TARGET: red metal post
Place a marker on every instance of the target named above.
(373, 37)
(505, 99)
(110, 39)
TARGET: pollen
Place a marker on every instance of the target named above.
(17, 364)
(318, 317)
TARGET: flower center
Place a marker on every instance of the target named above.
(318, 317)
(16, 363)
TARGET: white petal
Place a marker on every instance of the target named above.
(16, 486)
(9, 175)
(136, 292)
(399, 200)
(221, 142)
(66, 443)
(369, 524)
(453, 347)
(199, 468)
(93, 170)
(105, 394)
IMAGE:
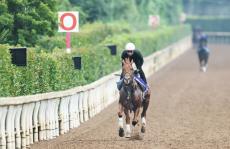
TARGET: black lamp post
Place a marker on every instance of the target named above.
(77, 62)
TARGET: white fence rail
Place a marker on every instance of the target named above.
(28, 119)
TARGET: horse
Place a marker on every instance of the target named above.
(131, 100)
(203, 53)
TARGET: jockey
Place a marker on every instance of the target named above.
***
### What you have to do
Every record is to be reproduced exactly, with no pictures included.

### Solution for this problem
TARGET: red metal post
Place a marker on every instance of the target named above.
(373, 37)
(505, 99)
(110, 39)
TARGET: pollen
Place a marker on every instance of the target named above.
(17, 364)
(318, 317)
TARGET: flower center
Place a marker on every instance of the target named above.
(318, 317)
(16, 363)
TARGET: white petal
Place a marker on every instance of the target named above.
(16, 486)
(9, 175)
(136, 292)
(399, 200)
(221, 142)
(66, 443)
(369, 524)
(453, 347)
(199, 468)
(93, 170)
(105, 394)
IMAGE:
TARGET: black lamp post
Place a marker on every instance of the target named above.
(77, 62)
TARGET: white fence rail
Place a marker on every instance of the target named above.
(28, 119)
TARGET: horse
Place a marker on every instance of the target named above.
(131, 100)
(203, 53)
TARGET: jockey
Place a marker on every instance of the target named above.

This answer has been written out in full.